PROBLEMS TO WORK ON:
• A. Using the article on covenants not to compete, decide whether each statement below agrees with it, answering yes or no and quoting the words of the article that decide it. (i) Goodwill includes a business's base of established customers. (ii) A prudent business lawyer will counsel the seller to require a covenant not to compete. (iii) The purchase price generally leaves goodwill out of account.
• B. Recast the paragraph of the article on covenants not to compete that begins "A buyer purchasing substantially all" as a short bulleted list that keeps its main facts.

TEXT SECTION:
◇ ◇ ◇ ◇

Covenants Not to Compete in the Sale of a Business: Protecting Goodwill

Publication year1997
Pages31
26 Colo.Law. 31
Colorado Lawyer
1997.

1997, December, Pg. 31. Covenants Not to Compete in the Sale of a Business: Protecting Goodwill




31


Vol.26, No. 11, Pg. 31

The Colorado Lawyer
December 1997
Vol. 26, No. 12 [Page 31]

Specialty Law Columns
Business Law Newsletter
Covenants Not to Compete in the Sale of a Business Protecting Goodwill
by Jon-Mark C. Patterson, Joel M. Funk

A buyer purchasing substantially all of the stock or assets of a going business buys more than just hard assets. The buyer acquires a business that is up and running, with a whole that is generally greater than the sum of its parts. In most cases, substantial value exists in the business's base of established customers, reputation, and routines. The value of this "goodwill" is a significant part of what the seller offers, and the purchase price will generally reflect an appropriate allocation.1

Covenants not to compete protect the value of goodwill Consider this situation: what if a seller, after the sale enters the business premises and removes the equipment, inventory, or fixtures just sold to the buyer? This would be an unfair reappropriation of property. Now consider another situation: the seller opens up a new business near the business just sold, uses a similar name, and advertises to former customers. In this situation, the seller is trying to appropriate the goodwill of the business. The seller is, in effect, taking back a valuable asset sold to the buyer.

To avoid these problems, a prudent business lawyer will counsel the buyer to require a covenant that limits the seller's rights to compete with the buyer after the sale. This article discusses the legal bases for, and some practical issues in, drafting and enforcing covenants not to compete.

◇ ◇ ◇ ◇

DATA LINES:
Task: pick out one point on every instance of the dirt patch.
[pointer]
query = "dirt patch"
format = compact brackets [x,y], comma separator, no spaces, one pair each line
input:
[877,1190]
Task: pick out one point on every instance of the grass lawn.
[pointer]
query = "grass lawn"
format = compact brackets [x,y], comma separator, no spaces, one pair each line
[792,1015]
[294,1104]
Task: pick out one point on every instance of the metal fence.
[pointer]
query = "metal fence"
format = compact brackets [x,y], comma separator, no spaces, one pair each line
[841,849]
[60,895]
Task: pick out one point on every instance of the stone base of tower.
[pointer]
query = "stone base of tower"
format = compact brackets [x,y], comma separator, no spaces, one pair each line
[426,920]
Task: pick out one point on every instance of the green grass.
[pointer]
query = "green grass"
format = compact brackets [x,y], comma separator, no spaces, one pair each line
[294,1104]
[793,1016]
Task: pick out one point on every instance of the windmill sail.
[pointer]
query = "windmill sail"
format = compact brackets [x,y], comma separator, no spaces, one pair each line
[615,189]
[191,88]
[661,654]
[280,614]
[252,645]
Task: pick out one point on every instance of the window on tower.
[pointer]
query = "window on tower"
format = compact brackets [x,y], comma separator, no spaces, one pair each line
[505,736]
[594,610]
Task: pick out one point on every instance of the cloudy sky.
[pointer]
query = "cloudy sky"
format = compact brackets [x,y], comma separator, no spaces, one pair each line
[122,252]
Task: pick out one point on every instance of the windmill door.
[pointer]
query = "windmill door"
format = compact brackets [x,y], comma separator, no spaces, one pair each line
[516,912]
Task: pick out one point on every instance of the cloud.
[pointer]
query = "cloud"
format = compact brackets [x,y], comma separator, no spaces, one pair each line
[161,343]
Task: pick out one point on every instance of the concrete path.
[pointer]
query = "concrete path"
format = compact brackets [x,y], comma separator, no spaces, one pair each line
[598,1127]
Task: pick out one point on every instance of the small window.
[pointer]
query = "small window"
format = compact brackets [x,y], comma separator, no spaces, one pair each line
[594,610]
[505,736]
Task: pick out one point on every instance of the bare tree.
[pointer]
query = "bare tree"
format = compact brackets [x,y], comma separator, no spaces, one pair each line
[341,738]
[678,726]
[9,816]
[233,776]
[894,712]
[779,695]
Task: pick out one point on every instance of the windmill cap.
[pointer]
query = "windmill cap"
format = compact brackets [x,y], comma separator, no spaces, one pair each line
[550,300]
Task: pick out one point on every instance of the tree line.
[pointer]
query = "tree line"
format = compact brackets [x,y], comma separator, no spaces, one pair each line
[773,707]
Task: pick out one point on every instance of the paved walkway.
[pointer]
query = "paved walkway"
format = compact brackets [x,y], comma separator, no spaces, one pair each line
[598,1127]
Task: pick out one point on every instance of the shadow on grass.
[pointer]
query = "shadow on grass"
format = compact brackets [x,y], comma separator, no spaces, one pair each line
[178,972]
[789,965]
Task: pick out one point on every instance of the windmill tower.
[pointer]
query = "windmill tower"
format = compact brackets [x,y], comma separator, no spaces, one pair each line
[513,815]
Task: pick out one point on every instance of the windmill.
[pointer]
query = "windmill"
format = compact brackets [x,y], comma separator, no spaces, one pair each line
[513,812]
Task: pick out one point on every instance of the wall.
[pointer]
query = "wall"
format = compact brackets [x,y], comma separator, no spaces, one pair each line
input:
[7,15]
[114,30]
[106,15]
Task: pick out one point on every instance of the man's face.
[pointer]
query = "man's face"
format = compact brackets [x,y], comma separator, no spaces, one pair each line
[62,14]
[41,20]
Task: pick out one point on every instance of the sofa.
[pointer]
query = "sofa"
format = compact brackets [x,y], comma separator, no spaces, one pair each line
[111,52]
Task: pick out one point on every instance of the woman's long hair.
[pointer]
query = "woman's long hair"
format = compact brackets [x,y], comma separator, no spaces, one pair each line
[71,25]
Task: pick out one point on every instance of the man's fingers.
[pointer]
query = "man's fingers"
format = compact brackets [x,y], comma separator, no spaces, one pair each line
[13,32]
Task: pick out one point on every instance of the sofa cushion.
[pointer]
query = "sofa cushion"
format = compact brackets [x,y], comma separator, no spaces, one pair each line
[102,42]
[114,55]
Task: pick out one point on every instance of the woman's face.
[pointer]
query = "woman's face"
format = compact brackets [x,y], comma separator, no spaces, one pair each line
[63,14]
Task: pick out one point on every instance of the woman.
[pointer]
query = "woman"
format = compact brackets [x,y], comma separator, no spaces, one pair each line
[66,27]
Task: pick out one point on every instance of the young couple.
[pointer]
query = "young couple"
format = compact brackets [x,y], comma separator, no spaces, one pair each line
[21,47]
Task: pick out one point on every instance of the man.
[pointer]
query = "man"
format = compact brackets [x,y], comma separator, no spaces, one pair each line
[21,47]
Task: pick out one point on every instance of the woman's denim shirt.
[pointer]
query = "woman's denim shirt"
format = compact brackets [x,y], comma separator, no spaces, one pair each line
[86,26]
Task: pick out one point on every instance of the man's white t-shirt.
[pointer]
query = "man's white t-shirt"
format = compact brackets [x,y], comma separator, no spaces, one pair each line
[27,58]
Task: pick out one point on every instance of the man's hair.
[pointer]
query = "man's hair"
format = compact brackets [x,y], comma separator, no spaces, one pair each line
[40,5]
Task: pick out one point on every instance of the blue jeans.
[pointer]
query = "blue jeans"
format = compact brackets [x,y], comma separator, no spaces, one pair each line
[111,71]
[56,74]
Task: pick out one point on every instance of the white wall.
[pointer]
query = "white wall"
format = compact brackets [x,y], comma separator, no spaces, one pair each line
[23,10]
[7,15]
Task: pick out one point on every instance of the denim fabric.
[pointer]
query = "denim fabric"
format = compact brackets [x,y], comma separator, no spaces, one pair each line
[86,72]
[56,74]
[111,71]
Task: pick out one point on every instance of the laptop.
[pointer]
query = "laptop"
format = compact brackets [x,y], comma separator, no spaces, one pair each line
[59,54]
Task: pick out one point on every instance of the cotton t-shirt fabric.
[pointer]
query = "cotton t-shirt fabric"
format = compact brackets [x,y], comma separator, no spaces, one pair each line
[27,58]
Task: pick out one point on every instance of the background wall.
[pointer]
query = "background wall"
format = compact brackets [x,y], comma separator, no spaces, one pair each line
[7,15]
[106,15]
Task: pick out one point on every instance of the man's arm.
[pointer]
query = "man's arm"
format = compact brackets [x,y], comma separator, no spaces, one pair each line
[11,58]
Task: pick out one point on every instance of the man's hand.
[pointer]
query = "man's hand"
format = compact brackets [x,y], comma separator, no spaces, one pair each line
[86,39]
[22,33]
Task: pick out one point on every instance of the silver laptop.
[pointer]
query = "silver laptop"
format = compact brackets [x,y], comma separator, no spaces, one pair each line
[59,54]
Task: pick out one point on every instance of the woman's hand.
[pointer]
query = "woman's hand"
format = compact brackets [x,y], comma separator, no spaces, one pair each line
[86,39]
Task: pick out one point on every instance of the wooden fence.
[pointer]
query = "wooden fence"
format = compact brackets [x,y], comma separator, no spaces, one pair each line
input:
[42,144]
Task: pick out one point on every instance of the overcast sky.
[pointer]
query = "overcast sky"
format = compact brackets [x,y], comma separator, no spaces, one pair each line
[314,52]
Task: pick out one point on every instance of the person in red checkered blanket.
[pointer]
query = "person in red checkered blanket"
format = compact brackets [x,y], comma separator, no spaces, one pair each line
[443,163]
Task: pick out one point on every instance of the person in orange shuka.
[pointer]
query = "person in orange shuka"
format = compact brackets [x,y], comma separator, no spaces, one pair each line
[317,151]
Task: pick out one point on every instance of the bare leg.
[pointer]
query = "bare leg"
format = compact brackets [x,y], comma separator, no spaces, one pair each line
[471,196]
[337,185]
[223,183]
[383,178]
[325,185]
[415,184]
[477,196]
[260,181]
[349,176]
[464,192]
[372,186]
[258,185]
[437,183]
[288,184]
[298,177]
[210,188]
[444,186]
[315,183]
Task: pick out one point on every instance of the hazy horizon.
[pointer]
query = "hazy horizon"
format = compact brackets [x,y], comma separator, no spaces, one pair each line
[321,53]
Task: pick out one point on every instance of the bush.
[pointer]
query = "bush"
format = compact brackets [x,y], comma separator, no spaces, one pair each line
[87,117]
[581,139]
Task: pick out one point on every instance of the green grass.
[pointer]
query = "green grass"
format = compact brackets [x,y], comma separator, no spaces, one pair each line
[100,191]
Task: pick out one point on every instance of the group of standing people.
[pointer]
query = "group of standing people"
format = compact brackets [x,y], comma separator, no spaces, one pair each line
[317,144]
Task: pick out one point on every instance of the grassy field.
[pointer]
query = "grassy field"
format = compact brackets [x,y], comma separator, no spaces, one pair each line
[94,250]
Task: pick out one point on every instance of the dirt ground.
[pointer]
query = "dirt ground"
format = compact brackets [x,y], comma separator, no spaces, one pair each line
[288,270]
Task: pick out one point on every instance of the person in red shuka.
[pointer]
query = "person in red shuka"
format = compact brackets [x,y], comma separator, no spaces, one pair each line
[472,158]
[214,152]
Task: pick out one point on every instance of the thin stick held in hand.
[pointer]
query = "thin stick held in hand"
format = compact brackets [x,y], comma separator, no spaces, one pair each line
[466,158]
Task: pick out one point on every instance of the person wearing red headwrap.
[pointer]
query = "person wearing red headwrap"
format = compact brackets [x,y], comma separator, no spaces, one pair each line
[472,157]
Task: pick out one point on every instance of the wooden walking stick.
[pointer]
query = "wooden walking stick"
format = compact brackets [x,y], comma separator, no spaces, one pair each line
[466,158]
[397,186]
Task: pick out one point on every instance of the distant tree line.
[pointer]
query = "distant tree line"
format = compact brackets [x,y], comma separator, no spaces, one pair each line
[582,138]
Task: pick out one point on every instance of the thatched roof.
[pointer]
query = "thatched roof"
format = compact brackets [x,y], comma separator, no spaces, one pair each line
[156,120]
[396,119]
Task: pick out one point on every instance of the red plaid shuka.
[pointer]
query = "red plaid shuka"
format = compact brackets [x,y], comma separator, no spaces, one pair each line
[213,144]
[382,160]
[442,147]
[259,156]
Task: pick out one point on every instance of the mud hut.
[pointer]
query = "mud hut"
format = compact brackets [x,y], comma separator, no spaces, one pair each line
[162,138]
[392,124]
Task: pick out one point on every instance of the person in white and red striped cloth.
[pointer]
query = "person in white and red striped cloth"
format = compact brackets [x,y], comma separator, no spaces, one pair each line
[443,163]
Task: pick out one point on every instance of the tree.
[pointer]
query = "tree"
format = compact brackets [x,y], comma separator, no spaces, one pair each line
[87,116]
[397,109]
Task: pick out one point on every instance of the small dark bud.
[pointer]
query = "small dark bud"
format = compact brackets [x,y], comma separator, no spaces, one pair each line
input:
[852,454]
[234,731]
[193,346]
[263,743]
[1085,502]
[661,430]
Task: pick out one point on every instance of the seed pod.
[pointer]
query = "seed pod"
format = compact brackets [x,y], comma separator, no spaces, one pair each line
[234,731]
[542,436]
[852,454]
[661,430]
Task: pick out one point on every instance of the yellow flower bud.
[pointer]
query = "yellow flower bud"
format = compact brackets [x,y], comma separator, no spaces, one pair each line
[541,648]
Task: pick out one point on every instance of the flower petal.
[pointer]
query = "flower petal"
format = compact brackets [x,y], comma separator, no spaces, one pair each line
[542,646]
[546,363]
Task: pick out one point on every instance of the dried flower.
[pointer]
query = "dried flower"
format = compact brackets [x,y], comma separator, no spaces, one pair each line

◇ ◇ ◇ ◇

ANSWERS BELOW:
• A.
(i) Yes: "substantial value exists in the business's base of established customers, reputation, and routines."
(ii) No: "a prudent business lawyer will counsel the buyer to require a covenant that limits the seller's rights to compete with the buyer after the sale."
(iii) No: "the purchase price will generally reflect an appropriate allocation"

• B.
- A buyer of substantially all of a going business's stock or assets gets more than hard assets.
- The buyer acquires a business that is already running, generally worth more than the sum of its parts.
- Much of its value usually lies in its established customers, reputation, and routines.
- This goodwill is a significant part of what the seller offers, and the purchase price generally reflects an appropriate allocation for it.